◆ PROBLEM STATEMENT: Each record below is to be reproduced without any change.

# START OF ENTRIES SHOWN

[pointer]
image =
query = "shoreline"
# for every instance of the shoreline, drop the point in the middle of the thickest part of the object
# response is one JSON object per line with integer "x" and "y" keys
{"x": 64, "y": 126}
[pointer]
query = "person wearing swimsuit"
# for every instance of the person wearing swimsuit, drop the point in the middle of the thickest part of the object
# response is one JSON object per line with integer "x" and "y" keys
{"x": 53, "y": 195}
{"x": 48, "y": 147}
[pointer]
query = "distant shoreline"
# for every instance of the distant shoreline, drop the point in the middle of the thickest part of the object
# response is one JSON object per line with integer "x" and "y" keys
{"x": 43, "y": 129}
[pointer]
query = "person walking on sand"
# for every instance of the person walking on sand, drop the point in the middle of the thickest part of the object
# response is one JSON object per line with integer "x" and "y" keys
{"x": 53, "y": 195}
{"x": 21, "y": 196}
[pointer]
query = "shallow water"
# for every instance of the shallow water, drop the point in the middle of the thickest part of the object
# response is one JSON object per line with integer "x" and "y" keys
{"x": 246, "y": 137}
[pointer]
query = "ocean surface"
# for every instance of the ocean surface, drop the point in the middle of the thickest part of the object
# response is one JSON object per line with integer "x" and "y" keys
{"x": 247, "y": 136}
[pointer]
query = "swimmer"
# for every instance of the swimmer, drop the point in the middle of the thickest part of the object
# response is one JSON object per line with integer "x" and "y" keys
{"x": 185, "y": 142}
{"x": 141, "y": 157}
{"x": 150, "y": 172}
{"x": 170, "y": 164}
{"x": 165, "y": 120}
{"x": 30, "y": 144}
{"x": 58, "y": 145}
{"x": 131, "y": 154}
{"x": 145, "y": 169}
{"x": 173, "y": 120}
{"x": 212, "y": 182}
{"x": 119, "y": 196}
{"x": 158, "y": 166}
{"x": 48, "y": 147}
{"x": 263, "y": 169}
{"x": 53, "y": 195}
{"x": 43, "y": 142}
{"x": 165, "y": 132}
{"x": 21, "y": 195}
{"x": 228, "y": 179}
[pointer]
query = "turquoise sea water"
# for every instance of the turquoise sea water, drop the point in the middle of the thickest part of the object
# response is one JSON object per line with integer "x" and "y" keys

# END OF ENTRIES SHOWN

◆ RESULT BELOW:
[pointer]
image =
query = "shoreline"
# for every instance of the shoreline, drop the point in the middle of the thickest part of the object
# response is one JSON object per line with integer "x" and "y" keys
{"x": 64, "y": 126}
[pointer]
query = "person wearing swimsuit"
# for every instance of the person wearing swimsuit, drop the point in the middle of the thickest part of the object
# response is one JSON object per line with integer "x" and "y" keys
{"x": 53, "y": 195}
{"x": 48, "y": 147}
[pointer]
query = "distant shoreline"
# for every instance of the distant shoreline, drop the point in the middle of the thickest part of the object
# response is one JSON object per line with integer "x" and "y" keys
{"x": 43, "y": 129}
[pointer]
query = "person walking on sand"
# for every instance of the person walking on sand, drop the point in the middle of the thickest part of the object
# response is one JSON object per line with integer "x" and "y" keys
{"x": 53, "y": 195}
{"x": 21, "y": 196}
[pointer]
query = "shallow water"
# for every instance of the shallow water, drop the point in the middle of the thickest part of the object
# response is one JSON object per line with integer "x" and "y" keys
{"x": 246, "y": 137}
[pointer]
query = "ocean surface"
# for every instance of the ocean surface, drop the point in the middle of the thickest part of the object
# response is one JSON object per line with integer "x" and "y" keys
{"x": 247, "y": 136}
[pointer]
query = "swimmer"
# for every instance of the swimmer, drop the point in the middle of the thickest part of the object
# response is one JSON object per line with integer "x" and "y" keys
{"x": 185, "y": 142}
{"x": 141, "y": 157}
{"x": 150, "y": 172}
{"x": 170, "y": 164}
{"x": 165, "y": 120}
{"x": 30, "y": 144}
{"x": 58, "y": 145}
{"x": 131, "y": 154}
{"x": 145, "y": 169}
{"x": 173, "y": 120}
{"x": 212, "y": 182}
{"x": 119, "y": 196}
{"x": 158, "y": 166}
{"x": 48, "y": 147}
{"x": 263, "y": 169}
{"x": 53, "y": 195}
{"x": 43, "y": 142}
{"x": 165, "y": 132}
{"x": 21, "y": 195}
{"x": 228, "y": 179}
[pointer]
query = "turquoise sea water"
# for every instance of the turquoise sea water, drop the point in the middle of the thickest part of the object
# response is one JSON object per line with integer "x" and "y" keys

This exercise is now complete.